[Collection entries]
---

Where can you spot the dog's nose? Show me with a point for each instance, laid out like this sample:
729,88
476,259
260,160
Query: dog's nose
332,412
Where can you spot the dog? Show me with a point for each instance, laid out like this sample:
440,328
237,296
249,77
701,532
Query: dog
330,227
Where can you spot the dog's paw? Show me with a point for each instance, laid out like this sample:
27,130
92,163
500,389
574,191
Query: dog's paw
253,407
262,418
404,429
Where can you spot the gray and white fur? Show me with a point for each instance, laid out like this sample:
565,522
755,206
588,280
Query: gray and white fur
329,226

---

**Task prompt:** In full and without change, transcribe every line of the records above.

**Response to the exercise:**
Where can you spot the dog's nose? Show me with a point for each instance, laid out like this sample:
729,88
476,259
260,160
Query: dog's nose
332,412
Where can you spot the dog? Show me with a point for each instance, laid out like this sample:
440,328
237,296
249,77
701,532
Query: dog
330,227
Where can you spot the dog's paw? Show me with a point for each instance, laid out like this sample:
27,130
92,163
500,389
574,191
Query: dog's paw
253,407
262,418
404,429
Where can you spot the gray and white fur? Show me with a point for each instance, laid out like this sample:
565,522
755,206
588,280
Query: gray and white fur
329,226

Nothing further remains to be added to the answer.